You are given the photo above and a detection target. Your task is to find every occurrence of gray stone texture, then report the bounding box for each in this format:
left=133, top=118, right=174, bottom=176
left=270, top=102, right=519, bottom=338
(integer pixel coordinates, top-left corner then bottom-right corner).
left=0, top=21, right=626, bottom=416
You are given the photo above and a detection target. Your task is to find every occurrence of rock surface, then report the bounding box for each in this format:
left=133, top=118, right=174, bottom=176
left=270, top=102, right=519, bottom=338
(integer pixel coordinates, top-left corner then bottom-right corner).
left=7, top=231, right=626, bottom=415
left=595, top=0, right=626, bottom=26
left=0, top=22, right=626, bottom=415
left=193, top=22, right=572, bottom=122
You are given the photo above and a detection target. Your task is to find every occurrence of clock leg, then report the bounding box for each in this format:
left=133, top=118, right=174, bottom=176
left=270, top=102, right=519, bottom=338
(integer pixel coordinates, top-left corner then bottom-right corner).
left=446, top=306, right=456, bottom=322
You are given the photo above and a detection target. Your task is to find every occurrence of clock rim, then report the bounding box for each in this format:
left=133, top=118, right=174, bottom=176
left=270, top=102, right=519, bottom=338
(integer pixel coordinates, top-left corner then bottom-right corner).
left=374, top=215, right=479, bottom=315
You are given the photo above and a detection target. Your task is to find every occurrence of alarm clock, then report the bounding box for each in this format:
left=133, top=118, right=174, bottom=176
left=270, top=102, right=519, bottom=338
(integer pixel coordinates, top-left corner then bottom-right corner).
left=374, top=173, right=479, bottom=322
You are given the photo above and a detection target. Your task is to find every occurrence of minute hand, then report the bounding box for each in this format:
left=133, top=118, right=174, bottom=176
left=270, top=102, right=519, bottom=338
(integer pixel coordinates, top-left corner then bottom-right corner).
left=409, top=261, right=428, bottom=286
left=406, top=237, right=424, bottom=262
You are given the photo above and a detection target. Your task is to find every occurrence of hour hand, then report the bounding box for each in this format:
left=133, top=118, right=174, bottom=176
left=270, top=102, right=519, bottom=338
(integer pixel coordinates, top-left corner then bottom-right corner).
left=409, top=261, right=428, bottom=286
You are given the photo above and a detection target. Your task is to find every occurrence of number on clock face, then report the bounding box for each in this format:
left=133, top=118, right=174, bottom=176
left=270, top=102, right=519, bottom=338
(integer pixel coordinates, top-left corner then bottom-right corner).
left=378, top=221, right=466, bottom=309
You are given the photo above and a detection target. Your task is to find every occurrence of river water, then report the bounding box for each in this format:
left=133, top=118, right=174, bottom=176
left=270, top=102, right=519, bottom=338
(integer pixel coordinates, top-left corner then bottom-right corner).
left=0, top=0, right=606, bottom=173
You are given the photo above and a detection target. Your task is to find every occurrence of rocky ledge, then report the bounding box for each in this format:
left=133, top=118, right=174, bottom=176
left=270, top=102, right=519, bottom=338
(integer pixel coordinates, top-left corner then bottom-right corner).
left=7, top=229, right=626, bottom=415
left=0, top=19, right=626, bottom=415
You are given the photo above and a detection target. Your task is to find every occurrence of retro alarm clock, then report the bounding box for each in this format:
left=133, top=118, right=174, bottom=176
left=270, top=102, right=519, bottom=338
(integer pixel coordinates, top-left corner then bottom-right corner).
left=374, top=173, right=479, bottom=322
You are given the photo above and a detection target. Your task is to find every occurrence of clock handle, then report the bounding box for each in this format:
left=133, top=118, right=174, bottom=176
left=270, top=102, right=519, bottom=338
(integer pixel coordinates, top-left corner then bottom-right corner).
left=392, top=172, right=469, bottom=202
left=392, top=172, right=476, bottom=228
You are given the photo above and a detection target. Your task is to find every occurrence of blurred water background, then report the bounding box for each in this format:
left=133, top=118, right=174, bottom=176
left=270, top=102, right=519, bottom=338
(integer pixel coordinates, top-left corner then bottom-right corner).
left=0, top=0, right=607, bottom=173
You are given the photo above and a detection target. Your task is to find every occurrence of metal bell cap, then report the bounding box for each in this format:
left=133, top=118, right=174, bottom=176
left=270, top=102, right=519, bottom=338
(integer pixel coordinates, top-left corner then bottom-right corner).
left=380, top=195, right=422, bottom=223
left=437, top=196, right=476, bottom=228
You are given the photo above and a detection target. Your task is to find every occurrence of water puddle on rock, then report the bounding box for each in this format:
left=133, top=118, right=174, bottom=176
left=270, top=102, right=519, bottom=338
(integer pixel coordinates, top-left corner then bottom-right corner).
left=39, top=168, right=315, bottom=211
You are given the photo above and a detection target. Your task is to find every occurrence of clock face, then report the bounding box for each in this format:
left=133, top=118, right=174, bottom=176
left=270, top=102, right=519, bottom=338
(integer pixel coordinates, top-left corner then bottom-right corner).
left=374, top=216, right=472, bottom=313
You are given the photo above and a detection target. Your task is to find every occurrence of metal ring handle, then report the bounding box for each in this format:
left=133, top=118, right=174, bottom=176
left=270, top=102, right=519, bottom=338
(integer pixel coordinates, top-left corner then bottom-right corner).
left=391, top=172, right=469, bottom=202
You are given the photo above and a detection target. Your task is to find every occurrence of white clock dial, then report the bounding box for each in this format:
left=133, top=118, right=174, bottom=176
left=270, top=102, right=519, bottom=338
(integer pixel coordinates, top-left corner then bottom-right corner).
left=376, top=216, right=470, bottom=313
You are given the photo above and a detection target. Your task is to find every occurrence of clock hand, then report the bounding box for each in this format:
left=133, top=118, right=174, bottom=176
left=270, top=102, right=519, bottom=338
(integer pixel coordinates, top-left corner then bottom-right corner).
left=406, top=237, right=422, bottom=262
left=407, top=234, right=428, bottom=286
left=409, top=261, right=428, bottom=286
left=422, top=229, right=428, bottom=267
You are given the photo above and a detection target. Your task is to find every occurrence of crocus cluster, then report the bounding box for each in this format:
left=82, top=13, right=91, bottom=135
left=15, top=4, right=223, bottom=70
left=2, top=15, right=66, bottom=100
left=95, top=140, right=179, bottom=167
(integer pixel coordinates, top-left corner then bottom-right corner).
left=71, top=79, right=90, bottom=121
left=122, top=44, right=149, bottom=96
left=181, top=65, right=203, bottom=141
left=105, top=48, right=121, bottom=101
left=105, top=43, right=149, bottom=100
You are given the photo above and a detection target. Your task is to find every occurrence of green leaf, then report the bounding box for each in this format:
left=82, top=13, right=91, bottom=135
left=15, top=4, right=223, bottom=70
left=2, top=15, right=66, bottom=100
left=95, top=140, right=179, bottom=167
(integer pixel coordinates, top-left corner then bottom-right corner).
::::
## Task brief
Reproduce all of the records with every "detection target" swapped for "search target", changing nothing else.

## Response for this exercise
You are given the photo above and a search target. Your task is to find every occurrence of gray stone texture, then report the bounding box for each in this format:
left=133, top=118, right=174, bottom=176
left=270, top=102, right=519, bottom=338
(integer pixel coordinates, top-left corner then bottom-right corner).
left=0, top=21, right=626, bottom=416
You are given the photo above and a search target. Your task is to find every occurrence of rock surface, then report the bounding box for each in this format:
left=133, top=118, right=174, bottom=176
left=270, top=102, right=519, bottom=338
(integer pixel coordinates, top-left corner then bottom-right corner).
left=7, top=231, right=626, bottom=415
left=595, top=0, right=626, bottom=26
left=0, top=22, right=626, bottom=415
left=193, top=22, right=572, bottom=122
You are given the photo above and a search target. Your task is to find every occurrence of clock leg, then report the bounding box for each in this format:
left=133, top=118, right=174, bottom=176
left=270, top=102, right=519, bottom=338
(integer pixel coordinates, top-left corner then bottom-right corner).
left=446, top=306, right=456, bottom=322
You are given the photo above and a search target. Your task is to find every occurrence of clock rim, then report the bounding box for each in this format:
left=133, top=118, right=174, bottom=176
left=270, top=102, right=519, bottom=338
(integer pixel coordinates, top-left corner then bottom-right corner).
left=374, top=215, right=479, bottom=315
You are given the photo above and a search target. Your task is to find every occurrence of alarm clock, then report the bounding box for each in this format:
left=133, top=118, right=174, bottom=176
left=270, top=102, right=519, bottom=338
(integer pixel coordinates, top-left corner then bottom-right corner).
left=374, top=173, right=479, bottom=322
You are given the photo above and a search target. Your task is to find every occurrence of minute hand, then report the bounding box for each in this format:
left=133, top=118, right=174, bottom=176
left=270, top=102, right=519, bottom=338
(integer pixel coordinates, top-left corner then bottom-right corner).
left=409, top=261, right=428, bottom=286
left=406, top=237, right=424, bottom=262
You are given the photo above and a search target. Your task is to find every occurrence of hour hand, then report the bounding box for each in this format:
left=133, top=118, right=174, bottom=176
left=270, top=102, right=519, bottom=338
(integer pixel coordinates, top-left corner then bottom-right corner).
left=409, top=261, right=428, bottom=286
You are given the photo above and a search target. Your task is to find every occurrence of number on clock face, then report the bounding box for each in this format:
left=133, top=118, right=174, bottom=176
left=270, top=102, right=519, bottom=338
(integer pixel coordinates, top-left corner then bottom-right corner).
left=378, top=221, right=466, bottom=309
You are given the photo above and a search target. Your task is to find every occurrence of river water, then report the bounding box for each in this format:
left=133, top=118, right=174, bottom=176
left=270, top=102, right=519, bottom=338
(integer pixel coordinates, top-left corner then bottom-right corner).
left=0, top=0, right=606, bottom=173
You are given the photo above and a search target. Your task is to find every occurrence of rocky ledge, then report the bounding box for each in this format:
left=133, top=118, right=174, bottom=176
left=270, top=102, right=519, bottom=338
(integer pixel coordinates, top-left corner then bottom-right corner).
left=7, top=229, right=626, bottom=415
left=0, top=19, right=626, bottom=415
You are given the photo above and a search target. Your task is to find every occurrence of retro alarm clock, then report the bounding box for each in this format:
left=133, top=118, right=174, bottom=176
left=270, top=102, right=519, bottom=338
(integer pixel coordinates, top-left corner then bottom-right corner).
left=374, top=173, right=479, bottom=322
You are given the photo above and a search target. Your task is to find every occurrence of clock handle, then report the bounding box for each in this format:
left=133, top=118, right=174, bottom=176
left=270, top=102, right=519, bottom=338
(integer pixel coordinates, top-left corner then bottom-right corner).
left=392, top=172, right=469, bottom=202
left=392, top=172, right=476, bottom=228
You are given the photo above and a search target. Your task is to find every occurrence of blurred water background, then report the bounding box for each in this format:
left=133, top=118, right=174, bottom=176
left=270, top=102, right=519, bottom=338
(integer pixel coordinates, top-left corner then bottom-right corner).
left=0, top=0, right=607, bottom=173
You are given the photo above and a search target. Your task is to find every occurrence of metal bell cap, then report the bounding box for each in this format:
left=133, top=118, right=174, bottom=176
left=270, top=102, right=519, bottom=338
(integer pixel coordinates, top-left corner then bottom-right corner).
left=380, top=195, right=422, bottom=223
left=437, top=196, right=476, bottom=228
You are given the photo above and a search target. Your task is to find every occurrence of water puddle on rock, then report the bounding box for each in this format:
left=133, top=118, right=174, bottom=176
left=270, top=102, right=519, bottom=338
(integer pixel coordinates, top-left corner then bottom-right corner).
left=39, top=168, right=315, bottom=211
You are given the photo above and a search target. Your task is to find every occurrence of clock face, then report the bounding box for each in this format:
left=133, top=118, right=174, bottom=176
left=270, top=102, right=519, bottom=338
(integer pixel coordinates, top-left corner then bottom-right corner).
left=374, top=216, right=472, bottom=313
You are given the photo above and a search target. Your task is to find every occurrence of metal ring handle, then report the bounding box for each in this format:
left=133, top=118, right=174, bottom=176
left=270, top=102, right=519, bottom=338
(integer pixel coordinates, top-left corner then bottom-right corner).
left=391, top=172, right=469, bottom=202
You are given the photo above and a search target. Your task is to find every occurrence of white clock dial, then report the bounding box for each in this format:
left=133, top=118, right=174, bottom=176
left=270, top=102, right=519, bottom=338
(integer pixel coordinates, top-left corner then bottom-right corner).
left=376, top=216, right=470, bottom=313
You are given the photo above and a search target. Your task is to find every occurrence of clock hand, then report the bounding box for each in this format:
left=133, top=118, right=174, bottom=176
left=270, top=102, right=519, bottom=338
(integer pixel coordinates, top-left corner then bottom-right corner).
left=406, top=237, right=422, bottom=262
left=407, top=234, right=428, bottom=286
left=409, top=261, right=428, bottom=286
left=422, top=229, right=428, bottom=267
You are given the photo above and a search target. Your task is to find every occurrence of crocus cluster, then report the bounding box for each in this format:
left=82, top=13, right=91, bottom=135
left=15, top=4, right=223, bottom=70
left=2, top=15, right=66, bottom=100
left=95, top=140, right=179, bottom=167
(integer pixel coordinates, top-left corner then bottom-right corner).
left=71, top=79, right=90, bottom=121
left=122, top=44, right=149, bottom=96
left=181, top=65, right=203, bottom=141
left=105, top=48, right=121, bottom=101
left=105, top=43, right=149, bottom=100
You are given the photo above and a search target. Your task is to find every occurrence of green leaf, then report the bounding box for each in this format:
left=82, top=13, right=91, bottom=135
left=15, top=4, right=223, bottom=70
left=2, top=15, right=66, bottom=100
left=95, top=140, right=179, bottom=167
(integer pixel coordinates, top-left corner then bottom-right corner).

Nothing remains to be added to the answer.